A run of records
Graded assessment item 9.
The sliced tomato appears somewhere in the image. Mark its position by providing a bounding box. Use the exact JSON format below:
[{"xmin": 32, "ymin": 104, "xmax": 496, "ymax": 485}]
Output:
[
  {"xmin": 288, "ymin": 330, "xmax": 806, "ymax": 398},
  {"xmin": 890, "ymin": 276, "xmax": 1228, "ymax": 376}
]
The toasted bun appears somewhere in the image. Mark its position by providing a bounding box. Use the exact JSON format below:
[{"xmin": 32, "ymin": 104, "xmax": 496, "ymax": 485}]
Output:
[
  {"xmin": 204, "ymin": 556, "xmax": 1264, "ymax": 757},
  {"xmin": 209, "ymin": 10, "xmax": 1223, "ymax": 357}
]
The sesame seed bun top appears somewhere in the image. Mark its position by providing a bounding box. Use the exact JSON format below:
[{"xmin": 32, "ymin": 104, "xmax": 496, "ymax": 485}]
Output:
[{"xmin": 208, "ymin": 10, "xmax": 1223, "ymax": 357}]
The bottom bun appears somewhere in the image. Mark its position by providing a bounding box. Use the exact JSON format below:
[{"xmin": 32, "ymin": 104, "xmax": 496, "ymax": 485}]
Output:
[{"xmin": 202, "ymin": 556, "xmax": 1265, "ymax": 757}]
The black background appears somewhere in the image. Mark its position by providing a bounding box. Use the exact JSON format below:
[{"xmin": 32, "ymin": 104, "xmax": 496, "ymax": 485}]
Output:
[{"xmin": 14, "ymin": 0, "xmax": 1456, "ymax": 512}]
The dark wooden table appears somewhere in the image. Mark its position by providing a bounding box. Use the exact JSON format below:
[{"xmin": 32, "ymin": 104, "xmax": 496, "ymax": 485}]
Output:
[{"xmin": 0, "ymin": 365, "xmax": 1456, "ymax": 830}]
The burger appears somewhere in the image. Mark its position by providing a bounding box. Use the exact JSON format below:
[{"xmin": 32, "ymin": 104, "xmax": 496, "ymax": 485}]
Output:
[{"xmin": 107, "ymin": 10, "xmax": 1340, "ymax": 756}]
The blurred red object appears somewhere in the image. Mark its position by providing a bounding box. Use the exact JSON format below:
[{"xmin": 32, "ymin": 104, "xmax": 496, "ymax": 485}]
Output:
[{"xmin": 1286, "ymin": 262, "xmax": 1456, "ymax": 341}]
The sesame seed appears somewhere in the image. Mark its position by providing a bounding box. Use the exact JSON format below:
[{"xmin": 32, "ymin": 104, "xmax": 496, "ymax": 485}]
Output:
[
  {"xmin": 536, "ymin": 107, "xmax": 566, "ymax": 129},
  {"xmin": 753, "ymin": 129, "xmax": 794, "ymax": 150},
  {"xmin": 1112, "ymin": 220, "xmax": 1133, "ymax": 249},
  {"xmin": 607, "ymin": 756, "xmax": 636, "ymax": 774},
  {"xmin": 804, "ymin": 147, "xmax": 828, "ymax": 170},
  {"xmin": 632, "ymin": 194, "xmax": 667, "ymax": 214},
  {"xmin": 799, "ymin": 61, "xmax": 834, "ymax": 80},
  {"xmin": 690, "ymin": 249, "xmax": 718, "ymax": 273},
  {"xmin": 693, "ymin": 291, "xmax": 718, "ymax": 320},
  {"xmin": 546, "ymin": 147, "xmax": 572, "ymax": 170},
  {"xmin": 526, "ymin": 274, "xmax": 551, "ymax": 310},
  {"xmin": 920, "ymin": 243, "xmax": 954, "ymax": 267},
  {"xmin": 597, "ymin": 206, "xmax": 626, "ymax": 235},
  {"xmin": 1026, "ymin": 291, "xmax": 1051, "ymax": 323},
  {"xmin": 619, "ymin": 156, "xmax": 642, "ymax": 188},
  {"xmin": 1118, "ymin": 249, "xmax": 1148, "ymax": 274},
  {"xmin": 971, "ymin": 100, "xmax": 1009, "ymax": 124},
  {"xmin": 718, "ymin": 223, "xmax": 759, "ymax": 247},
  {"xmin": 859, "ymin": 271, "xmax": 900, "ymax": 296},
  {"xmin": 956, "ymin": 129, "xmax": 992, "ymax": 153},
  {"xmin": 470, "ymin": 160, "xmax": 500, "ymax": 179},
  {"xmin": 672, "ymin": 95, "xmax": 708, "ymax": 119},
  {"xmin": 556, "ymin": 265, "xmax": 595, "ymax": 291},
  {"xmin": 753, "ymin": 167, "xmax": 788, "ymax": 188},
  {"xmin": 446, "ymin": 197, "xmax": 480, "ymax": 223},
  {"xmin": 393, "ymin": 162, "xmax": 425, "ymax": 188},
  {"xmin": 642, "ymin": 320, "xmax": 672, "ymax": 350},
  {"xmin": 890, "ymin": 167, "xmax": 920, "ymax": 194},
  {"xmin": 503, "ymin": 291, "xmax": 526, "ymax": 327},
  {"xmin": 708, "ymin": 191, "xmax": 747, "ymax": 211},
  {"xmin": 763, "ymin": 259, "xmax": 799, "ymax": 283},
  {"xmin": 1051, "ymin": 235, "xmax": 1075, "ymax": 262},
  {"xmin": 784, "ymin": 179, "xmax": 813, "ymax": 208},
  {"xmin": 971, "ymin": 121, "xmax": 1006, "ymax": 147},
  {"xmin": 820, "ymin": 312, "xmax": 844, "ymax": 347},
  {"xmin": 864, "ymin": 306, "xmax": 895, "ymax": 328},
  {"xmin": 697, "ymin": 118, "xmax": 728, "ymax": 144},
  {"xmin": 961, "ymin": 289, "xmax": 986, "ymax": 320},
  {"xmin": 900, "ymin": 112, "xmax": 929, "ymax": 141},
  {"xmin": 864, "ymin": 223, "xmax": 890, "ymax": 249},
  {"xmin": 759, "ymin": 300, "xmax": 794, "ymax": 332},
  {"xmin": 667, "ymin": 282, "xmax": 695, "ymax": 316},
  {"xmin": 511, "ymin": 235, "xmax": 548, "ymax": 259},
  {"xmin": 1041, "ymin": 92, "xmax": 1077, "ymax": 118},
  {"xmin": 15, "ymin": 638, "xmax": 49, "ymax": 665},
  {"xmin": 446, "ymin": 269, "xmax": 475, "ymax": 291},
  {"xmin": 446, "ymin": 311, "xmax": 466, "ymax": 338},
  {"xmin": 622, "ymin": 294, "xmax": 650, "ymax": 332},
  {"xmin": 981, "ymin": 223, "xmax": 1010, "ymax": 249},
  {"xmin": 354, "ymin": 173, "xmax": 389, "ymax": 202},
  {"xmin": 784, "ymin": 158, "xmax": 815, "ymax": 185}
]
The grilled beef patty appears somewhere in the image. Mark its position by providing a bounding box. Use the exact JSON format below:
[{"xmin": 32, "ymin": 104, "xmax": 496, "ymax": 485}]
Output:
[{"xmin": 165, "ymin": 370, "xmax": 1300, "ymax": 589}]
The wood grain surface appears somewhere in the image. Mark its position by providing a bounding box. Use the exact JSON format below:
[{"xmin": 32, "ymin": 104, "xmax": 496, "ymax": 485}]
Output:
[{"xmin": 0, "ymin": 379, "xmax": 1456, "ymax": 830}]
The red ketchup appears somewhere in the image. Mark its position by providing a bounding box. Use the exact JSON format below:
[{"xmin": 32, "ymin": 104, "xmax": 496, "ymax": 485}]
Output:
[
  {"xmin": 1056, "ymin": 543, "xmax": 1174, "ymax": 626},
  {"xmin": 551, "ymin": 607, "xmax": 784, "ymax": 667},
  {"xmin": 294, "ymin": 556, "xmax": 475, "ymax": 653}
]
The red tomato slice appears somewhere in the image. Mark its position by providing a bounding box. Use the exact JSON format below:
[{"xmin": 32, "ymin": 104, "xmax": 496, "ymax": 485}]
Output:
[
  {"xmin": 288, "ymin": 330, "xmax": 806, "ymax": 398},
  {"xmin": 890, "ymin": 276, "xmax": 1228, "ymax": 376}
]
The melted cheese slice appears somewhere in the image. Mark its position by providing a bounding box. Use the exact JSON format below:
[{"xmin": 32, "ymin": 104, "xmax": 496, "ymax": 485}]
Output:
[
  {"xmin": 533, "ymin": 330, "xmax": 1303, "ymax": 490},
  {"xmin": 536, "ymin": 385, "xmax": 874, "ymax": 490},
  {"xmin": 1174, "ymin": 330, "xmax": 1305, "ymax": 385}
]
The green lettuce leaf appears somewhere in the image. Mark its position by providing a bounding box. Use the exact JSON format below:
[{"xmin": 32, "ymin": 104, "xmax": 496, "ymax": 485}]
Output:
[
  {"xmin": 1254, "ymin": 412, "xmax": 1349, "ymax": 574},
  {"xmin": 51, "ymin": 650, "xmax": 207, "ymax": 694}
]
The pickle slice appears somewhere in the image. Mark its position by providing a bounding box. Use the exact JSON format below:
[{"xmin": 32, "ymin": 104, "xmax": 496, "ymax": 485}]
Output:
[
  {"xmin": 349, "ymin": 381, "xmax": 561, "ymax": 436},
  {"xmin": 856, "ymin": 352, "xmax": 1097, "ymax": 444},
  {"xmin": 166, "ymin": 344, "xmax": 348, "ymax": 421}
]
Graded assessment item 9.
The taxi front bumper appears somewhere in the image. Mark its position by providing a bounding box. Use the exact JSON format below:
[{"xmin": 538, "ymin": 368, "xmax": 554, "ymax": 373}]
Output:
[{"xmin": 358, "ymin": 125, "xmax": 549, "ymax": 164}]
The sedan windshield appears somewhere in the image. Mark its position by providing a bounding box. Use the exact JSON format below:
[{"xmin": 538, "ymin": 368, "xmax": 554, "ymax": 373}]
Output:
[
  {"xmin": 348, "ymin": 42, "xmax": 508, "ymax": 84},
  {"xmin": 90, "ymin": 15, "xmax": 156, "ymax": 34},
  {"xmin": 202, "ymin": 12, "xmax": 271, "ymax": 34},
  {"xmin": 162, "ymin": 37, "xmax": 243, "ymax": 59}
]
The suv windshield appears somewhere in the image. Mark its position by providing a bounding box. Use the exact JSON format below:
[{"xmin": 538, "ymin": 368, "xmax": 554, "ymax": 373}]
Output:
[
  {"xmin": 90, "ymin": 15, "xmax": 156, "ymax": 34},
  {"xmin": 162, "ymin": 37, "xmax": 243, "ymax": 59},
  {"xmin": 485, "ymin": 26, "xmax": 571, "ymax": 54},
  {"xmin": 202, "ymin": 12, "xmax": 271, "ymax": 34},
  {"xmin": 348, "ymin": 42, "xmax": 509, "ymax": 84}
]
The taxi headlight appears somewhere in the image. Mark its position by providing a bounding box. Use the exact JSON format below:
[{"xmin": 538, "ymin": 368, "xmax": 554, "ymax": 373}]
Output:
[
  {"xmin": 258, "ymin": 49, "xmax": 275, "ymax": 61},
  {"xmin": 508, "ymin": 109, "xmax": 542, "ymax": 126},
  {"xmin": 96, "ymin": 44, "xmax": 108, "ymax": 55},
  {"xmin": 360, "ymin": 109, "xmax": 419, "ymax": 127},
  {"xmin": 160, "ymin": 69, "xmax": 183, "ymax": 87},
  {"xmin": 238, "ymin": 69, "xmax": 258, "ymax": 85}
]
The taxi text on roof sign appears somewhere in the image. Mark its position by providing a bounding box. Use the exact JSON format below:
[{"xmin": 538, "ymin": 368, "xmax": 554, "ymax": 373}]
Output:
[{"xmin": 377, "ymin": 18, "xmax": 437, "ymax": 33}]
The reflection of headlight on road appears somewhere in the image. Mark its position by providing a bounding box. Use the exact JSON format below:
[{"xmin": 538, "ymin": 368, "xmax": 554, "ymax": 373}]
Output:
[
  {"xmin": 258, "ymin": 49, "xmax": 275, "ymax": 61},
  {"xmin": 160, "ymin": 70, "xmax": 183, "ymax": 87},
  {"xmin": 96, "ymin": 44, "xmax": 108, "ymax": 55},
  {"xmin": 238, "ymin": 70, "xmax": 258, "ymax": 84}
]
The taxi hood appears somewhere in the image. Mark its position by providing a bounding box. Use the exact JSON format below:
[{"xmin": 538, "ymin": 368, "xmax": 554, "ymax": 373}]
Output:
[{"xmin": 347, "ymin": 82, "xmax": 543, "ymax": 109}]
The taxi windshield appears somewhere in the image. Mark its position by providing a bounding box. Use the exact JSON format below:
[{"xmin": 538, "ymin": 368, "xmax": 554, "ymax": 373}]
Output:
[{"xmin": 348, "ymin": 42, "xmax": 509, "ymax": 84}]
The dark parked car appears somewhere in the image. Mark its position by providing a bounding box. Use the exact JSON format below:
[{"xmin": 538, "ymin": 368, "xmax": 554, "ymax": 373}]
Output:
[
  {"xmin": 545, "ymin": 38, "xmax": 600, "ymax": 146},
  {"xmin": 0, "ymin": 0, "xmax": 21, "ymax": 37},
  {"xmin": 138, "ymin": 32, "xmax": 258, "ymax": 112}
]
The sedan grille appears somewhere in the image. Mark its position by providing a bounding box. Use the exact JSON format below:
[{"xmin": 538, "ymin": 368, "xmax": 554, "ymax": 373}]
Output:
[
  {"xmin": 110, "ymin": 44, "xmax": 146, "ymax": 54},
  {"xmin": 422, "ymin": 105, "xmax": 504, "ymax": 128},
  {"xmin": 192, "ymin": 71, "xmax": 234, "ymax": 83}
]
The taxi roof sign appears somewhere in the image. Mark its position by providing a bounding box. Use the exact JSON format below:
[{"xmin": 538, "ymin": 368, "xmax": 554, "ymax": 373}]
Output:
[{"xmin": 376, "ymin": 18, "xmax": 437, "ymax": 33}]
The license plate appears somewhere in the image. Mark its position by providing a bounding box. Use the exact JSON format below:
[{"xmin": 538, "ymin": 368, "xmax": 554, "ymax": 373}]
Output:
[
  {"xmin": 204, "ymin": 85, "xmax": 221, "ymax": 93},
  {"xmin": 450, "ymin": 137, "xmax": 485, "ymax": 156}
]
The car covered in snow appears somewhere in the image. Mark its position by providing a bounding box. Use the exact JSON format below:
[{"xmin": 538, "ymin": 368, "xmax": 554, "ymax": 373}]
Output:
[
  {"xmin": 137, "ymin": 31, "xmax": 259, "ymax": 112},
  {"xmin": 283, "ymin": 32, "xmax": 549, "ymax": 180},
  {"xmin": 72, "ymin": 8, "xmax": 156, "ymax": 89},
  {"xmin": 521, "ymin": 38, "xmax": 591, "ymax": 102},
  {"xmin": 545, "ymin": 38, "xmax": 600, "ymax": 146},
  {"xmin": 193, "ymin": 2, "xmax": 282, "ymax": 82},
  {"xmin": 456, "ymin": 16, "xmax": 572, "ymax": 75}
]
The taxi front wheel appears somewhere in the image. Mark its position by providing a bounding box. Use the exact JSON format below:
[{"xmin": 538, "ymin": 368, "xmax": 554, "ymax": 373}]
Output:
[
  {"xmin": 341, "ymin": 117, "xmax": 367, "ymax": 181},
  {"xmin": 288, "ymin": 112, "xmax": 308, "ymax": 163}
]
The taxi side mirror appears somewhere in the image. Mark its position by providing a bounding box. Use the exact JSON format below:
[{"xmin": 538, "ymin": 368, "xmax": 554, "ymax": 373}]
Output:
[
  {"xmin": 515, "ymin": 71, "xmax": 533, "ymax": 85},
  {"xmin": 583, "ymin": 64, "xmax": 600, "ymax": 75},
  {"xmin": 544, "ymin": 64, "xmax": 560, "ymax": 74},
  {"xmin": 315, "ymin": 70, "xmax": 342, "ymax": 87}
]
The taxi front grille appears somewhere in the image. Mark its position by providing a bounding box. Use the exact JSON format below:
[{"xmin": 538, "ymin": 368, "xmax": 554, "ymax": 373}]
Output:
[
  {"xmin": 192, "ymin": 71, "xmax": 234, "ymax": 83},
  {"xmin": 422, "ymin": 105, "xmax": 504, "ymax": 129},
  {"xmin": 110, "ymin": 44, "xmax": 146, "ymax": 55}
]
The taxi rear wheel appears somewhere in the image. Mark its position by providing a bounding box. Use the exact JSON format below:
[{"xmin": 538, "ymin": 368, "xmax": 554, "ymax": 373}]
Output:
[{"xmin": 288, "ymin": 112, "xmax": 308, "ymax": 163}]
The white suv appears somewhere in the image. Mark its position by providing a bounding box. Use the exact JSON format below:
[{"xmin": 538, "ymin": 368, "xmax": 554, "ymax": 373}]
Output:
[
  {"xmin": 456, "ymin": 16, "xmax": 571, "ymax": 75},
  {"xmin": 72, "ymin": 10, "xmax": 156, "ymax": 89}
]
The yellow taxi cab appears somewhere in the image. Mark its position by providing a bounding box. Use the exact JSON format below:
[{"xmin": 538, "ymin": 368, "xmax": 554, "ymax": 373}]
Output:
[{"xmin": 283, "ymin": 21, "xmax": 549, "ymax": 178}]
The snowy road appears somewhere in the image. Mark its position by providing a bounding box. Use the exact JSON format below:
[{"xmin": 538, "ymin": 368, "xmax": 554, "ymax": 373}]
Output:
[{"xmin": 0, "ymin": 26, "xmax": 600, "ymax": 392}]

■ INSTRUCTIONS FOR THE TASK ■
Leave out every line before the one containing "The taxi rear"; set down that line and all remaining lines of the material exactly.

■ THE OUTPUT ■
The taxi rear wheel appears somewhere in the image. Mark its position by providing a bounding box. Use the exact JSON format below:
[{"xmin": 538, "ymin": 368, "xmax": 554, "ymax": 373}]
Output:
[{"xmin": 288, "ymin": 112, "xmax": 308, "ymax": 163}]
The white suv appears somewhere in the image. Mark its position by providing a bounding box. Use the exact JSON format below:
[{"xmin": 538, "ymin": 368, "xmax": 554, "ymax": 373}]
Output:
[
  {"xmin": 456, "ymin": 16, "xmax": 571, "ymax": 75},
  {"xmin": 72, "ymin": 10, "xmax": 156, "ymax": 89}
]
The yellow taxi cab appears somewhere in the image. Mark its position by providing a bounding box. Use the exact JSON format below:
[{"xmin": 538, "ymin": 368, "xmax": 554, "ymax": 373}]
Output:
[{"xmin": 283, "ymin": 21, "xmax": 549, "ymax": 178}]
The snowy road appears somewhere in the image. Mark its position by providing a bounding box. Use the exact JSON format below:
[{"xmin": 538, "ymin": 368, "xmax": 554, "ymax": 373}]
Output:
[{"xmin": 0, "ymin": 26, "xmax": 600, "ymax": 392}]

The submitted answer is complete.